Request:
How many lines in the entries below contain the string "query", counting case? Give only the number.

Record extracts:

"""

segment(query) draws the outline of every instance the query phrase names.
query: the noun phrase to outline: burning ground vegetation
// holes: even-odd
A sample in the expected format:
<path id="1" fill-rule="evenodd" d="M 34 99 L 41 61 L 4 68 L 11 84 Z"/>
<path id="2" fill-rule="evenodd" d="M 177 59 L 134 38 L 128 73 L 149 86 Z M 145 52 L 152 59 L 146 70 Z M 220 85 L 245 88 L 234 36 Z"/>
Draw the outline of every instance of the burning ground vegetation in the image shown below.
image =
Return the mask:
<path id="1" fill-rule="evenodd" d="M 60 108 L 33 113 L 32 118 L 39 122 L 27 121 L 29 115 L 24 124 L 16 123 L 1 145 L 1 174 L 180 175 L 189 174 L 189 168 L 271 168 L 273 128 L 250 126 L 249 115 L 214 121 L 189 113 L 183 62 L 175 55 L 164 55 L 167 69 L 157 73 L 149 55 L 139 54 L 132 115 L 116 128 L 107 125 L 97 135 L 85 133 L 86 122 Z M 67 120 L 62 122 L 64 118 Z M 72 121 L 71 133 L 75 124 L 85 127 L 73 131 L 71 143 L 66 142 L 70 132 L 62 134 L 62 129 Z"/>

"""

Task solution:
2